Bromley died on 2 June 1626. He was interred in St Peter's church at Worfield. In his will, dated 14 October 1625, he asks for a night burial two days after his death "without funeral pompe." It appears that the Inner Temple had already installed a stained glass window displaying Bromley's armorial bearings and this was restored some time shortly after his death, presumably as a mark of respect.

Bromley left £100 for "a monument to be set up in Shifnall church or elsewhere". He had installed a fine alabaster monument for his parents at Worfield and may have doubted it would be available. In the event, a substantial alabaster tomb was built at Worfield and dedicated to him by his wife. His epitaph reads:
 Spiritus astra petit. (Latin: The spirit strives for the stars.)
Here resteth the Bodie of Sir Edward Bromley, Knight, second Baron of Exchequer, being second sonne of Sir George Bromley, Knight, and of Dame Jane his wife. Who married Margaret one of the daughters and coheirs of Michael Lowe, of Tymore, in the County of Stafford, Esquire and died without issue, the second of June 1626. Dame Margaret his wife according to his will did dedicate this monument to his memory.

The tomb stood at the east end of the north aisle, together with his parents' tomb. The Bromley tombs were moved further west in 1866, following major restoration work to the church.

Point localization data:

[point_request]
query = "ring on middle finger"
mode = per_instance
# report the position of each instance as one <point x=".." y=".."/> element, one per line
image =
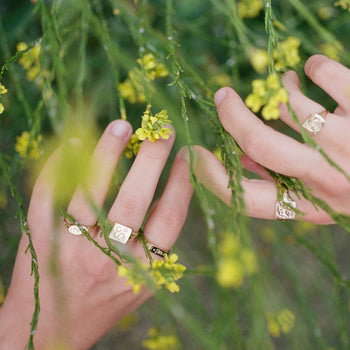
<point x="315" y="122"/>
<point x="121" y="233"/>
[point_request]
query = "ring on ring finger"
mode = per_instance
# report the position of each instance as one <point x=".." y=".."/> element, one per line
<point x="75" y="228"/>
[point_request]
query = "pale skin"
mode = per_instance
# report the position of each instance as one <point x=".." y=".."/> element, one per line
<point x="92" y="295"/>
<point x="266" y="147"/>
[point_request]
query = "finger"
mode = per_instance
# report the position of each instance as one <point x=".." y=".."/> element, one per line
<point x="260" y="196"/>
<point x="165" y="223"/>
<point x="137" y="190"/>
<point x="103" y="162"/>
<point x="254" y="167"/>
<point x="335" y="125"/>
<point x="332" y="77"/>
<point x="261" y="143"/>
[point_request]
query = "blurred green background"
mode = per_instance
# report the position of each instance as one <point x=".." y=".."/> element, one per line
<point x="298" y="295"/>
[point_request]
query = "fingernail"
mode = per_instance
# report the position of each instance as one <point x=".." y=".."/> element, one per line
<point x="120" y="128"/>
<point x="220" y="96"/>
<point x="184" y="154"/>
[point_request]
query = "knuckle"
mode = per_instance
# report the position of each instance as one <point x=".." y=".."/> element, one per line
<point x="130" y="205"/>
<point x="172" y="218"/>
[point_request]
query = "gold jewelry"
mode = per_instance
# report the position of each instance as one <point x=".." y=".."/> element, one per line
<point x="153" y="249"/>
<point x="74" y="228"/>
<point x="284" y="208"/>
<point x="315" y="121"/>
<point x="121" y="233"/>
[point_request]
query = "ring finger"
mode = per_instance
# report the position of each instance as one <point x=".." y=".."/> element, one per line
<point x="334" y="128"/>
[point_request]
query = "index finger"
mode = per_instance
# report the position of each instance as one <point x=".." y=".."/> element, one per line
<point x="261" y="143"/>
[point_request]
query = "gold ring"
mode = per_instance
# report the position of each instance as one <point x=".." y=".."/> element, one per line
<point x="155" y="250"/>
<point x="315" y="122"/>
<point x="121" y="233"/>
<point x="75" y="228"/>
<point x="284" y="208"/>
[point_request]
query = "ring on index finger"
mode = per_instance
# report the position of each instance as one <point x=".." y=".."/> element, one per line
<point x="315" y="121"/>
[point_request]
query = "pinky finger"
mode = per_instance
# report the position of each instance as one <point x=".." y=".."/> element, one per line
<point x="260" y="196"/>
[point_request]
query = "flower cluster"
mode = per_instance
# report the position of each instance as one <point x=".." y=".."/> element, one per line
<point x="287" y="54"/>
<point x="249" y="8"/>
<point x="27" y="146"/>
<point x="162" y="273"/>
<point x="267" y="94"/>
<point x="234" y="262"/>
<point x="157" y="341"/>
<point x="30" y="60"/>
<point x="135" y="276"/>
<point x="154" y="127"/>
<point x="344" y="4"/>
<point x="132" y="147"/>
<point x="132" y="89"/>
<point x="332" y="51"/>
<point x="3" y="91"/>
<point x="282" y="322"/>
<point x="167" y="272"/>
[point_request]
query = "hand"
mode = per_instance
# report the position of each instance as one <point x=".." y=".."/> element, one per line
<point x="266" y="147"/>
<point x="92" y="297"/>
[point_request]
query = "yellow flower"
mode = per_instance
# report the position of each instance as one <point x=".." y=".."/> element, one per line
<point x="28" y="148"/>
<point x="230" y="273"/>
<point x="228" y="245"/>
<point x="166" y="273"/>
<point x="259" y="59"/>
<point x="254" y="102"/>
<point x="345" y="4"/>
<point x="280" y="322"/>
<point x="153" y="127"/>
<point x="3" y="90"/>
<point x="250" y="8"/>
<point x="267" y="94"/>
<point x="332" y="51"/>
<point x="152" y="67"/>
<point x="326" y="12"/>
<point x="132" y="148"/>
<point x="157" y="341"/>
<point x="234" y="261"/>
<point x="286" y="320"/>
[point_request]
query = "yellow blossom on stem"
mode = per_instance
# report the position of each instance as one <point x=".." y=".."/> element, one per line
<point x="235" y="262"/>
<point x="132" y="148"/>
<point x="287" y="53"/>
<point x="282" y="322"/>
<point x="154" y="127"/>
<point x="249" y="8"/>
<point x="157" y="341"/>
<point x="259" y="59"/>
<point x="27" y="147"/>
<point x="267" y="94"/>
<point x="162" y="273"/>
<point x="344" y="4"/>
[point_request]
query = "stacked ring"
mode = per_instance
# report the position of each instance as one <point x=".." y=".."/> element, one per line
<point x="153" y="249"/>
<point x="284" y="208"/>
<point x="121" y="233"/>
<point x="75" y="228"/>
<point x="315" y="122"/>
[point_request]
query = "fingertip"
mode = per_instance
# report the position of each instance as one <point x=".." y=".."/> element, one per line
<point x="120" y="128"/>
<point x="312" y="62"/>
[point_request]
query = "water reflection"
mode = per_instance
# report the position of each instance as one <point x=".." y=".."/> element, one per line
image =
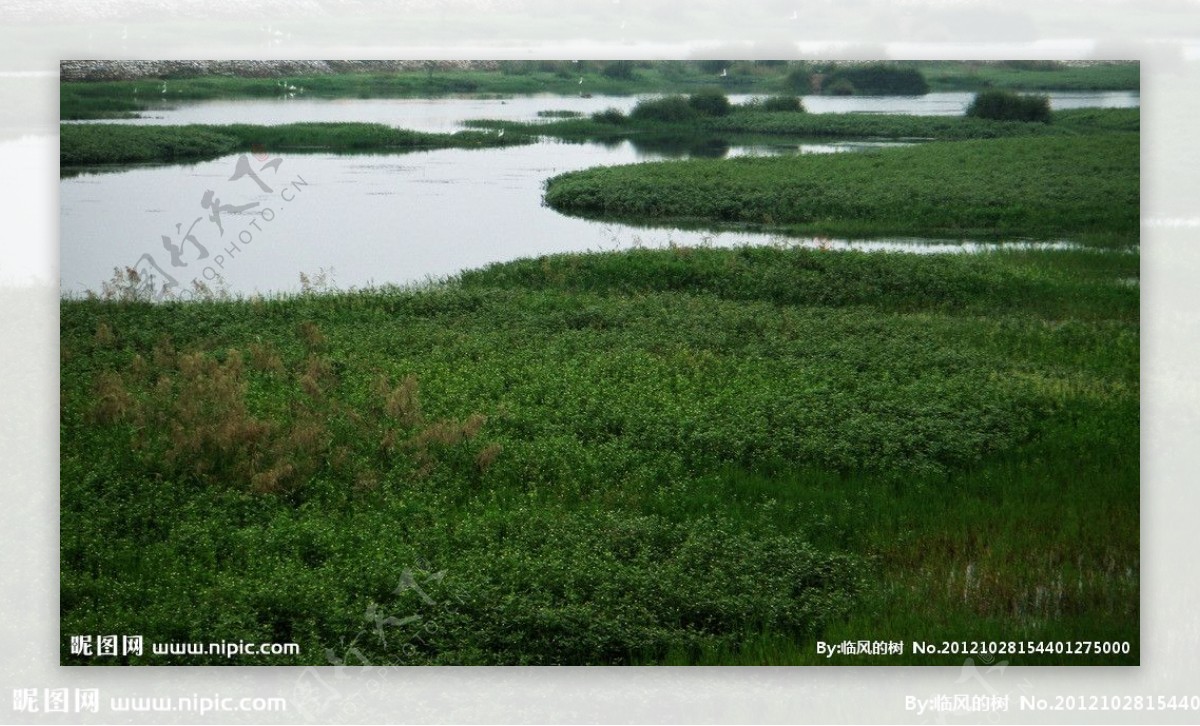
<point x="377" y="219"/>
<point x="448" y="114"/>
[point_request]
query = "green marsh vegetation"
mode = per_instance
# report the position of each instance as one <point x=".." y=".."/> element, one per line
<point x="1038" y="186"/>
<point x="709" y="455"/>
<point x="127" y="99"/>
<point x="91" y="144"/>
<point x="1005" y="106"/>
<point x="657" y="456"/>
<point x="786" y="117"/>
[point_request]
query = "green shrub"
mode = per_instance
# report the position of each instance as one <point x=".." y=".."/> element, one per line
<point x="711" y="102"/>
<point x="667" y="108"/>
<point x="621" y="70"/>
<point x="1006" y="106"/>
<point x="799" y="79"/>
<point x="840" y="87"/>
<point x="610" y="115"/>
<point x="791" y="103"/>
<point x="879" y="79"/>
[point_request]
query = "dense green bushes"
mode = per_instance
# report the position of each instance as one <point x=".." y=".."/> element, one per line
<point x="676" y="109"/>
<point x="705" y="448"/>
<point x="1005" y="106"/>
<point x="711" y="102"/>
<point x="1025" y="186"/>
<point x="876" y="79"/>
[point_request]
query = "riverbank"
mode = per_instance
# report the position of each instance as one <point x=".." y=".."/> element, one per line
<point x="709" y="456"/>
<point x="93" y="144"/>
<point x="124" y="89"/>
<point x="1032" y="186"/>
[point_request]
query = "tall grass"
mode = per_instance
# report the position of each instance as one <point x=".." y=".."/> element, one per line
<point x="708" y="456"/>
<point x="1020" y="186"/>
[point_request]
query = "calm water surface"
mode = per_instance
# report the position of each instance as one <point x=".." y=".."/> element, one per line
<point x="372" y="219"/>
<point x="448" y="114"/>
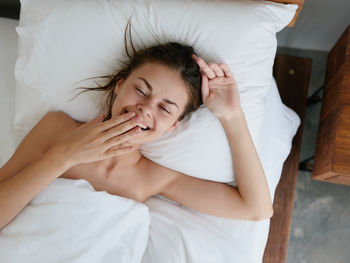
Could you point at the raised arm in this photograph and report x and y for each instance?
(251, 201)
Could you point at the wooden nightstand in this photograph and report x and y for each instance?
(332, 156)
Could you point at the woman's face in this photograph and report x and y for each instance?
(155, 93)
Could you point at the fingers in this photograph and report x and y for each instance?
(205, 87)
(119, 151)
(226, 70)
(115, 121)
(118, 140)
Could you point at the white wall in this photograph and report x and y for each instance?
(319, 25)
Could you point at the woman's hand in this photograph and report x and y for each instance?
(219, 89)
(97, 140)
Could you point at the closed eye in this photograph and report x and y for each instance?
(164, 109)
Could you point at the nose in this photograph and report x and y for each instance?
(145, 109)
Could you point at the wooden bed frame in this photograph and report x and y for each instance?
(292, 75)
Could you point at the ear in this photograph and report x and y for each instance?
(173, 126)
(118, 86)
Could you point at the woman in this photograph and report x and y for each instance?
(149, 96)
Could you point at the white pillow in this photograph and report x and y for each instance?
(69, 221)
(62, 42)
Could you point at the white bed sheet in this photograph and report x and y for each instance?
(177, 234)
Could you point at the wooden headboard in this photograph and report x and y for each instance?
(300, 3)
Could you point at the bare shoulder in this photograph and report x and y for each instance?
(37, 141)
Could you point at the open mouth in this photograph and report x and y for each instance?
(143, 127)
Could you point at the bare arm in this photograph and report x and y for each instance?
(17, 191)
(251, 201)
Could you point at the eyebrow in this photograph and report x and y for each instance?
(150, 88)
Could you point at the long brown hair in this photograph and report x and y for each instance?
(172, 54)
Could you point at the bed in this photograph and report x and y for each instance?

Work to be completed:
Can you reproduce the text about Bromley's burial and tomb word for word, between "Bromley died on" and "mark of respect.", inclusive? Rely only on the text about Bromley's burial and tomb, not on the material.

Written solution:
Bromley died on 2 June 1626. He was interred in St Peter's church at Worfield. In his will, dated 14 October 1625, he asks for a night burial two days after his death "without funeral pompe." It appears that the Inner Temple had already installed a stained glass window displaying Bromley's armorial bearings and this was restored some time shortly after his death, presumably as a mark of respect.